Listing of labeled points
● ● ●

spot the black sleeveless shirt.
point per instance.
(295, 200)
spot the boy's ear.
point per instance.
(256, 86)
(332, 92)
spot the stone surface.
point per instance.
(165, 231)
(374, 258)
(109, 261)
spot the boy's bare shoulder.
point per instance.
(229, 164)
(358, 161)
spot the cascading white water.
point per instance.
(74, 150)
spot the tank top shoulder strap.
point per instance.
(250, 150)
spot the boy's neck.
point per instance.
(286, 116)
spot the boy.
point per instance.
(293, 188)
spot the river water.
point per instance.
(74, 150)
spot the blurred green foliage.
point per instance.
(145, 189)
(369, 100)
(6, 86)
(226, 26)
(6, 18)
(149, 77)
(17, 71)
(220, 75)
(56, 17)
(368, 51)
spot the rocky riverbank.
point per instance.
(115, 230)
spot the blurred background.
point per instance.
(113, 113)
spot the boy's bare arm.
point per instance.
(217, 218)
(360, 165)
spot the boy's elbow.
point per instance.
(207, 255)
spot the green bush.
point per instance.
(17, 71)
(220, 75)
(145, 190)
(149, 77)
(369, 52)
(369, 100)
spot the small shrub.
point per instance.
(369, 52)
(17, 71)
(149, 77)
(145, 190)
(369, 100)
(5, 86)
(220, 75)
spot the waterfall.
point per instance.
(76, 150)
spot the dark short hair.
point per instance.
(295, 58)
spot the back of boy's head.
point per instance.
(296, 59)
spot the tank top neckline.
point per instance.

● ● ●

**What this task involves**
Rewrite the whole listing above, renaming "tank top" as "sleeveless undershirt" wherever it occurs and keeping every other line unchanged.

**Output of the exercise**
spot the black sleeveless shirt.
point per instance.
(295, 200)
spot the boy's ear.
point per instance.
(256, 86)
(332, 92)
spot the stone surface.
point per instance.
(165, 231)
(374, 258)
(109, 261)
spot the boy's bare shoulder.
point per instance.
(229, 164)
(358, 161)
spot the cascading white water.
point per instance.
(74, 150)
spot the sleeveless undershirt shoulder strap.
point per instance.
(250, 150)
spot the boy's neck.
point per instance.
(286, 116)
spot the boy.
point per instance.
(293, 188)
spot the river water.
point per instance.
(74, 150)
spot the blurred green foliage.
point per instance.
(145, 189)
(369, 100)
(6, 86)
(226, 26)
(6, 18)
(149, 77)
(17, 71)
(220, 75)
(56, 17)
(368, 51)
spot the rocky riverbank.
point per instance.
(115, 230)
spot the blurred background.
point per instance.
(113, 113)
spot the boy's bare arm.
point per instance.
(217, 218)
(360, 165)
spot the boy's elbow.
point per instance.
(207, 255)
spot the green bush.
point per instance.
(17, 71)
(220, 75)
(145, 190)
(149, 77)
(369, 52)
(369, 100)
spot the small shrub.
point per instance.
(369, 52)
(17, 71)
(149, 77)
(145, 190)
(369, 100)
(5, 86)
(220, 75)
spot the waterfall.
point per instance.
(76, 150)
spot the dark short hair.
point per instance.
(295, 58)
spot the back of boy's head.
point per instance.
(296, 59)
spot the sleeveless undershirt neckline.
point per instance.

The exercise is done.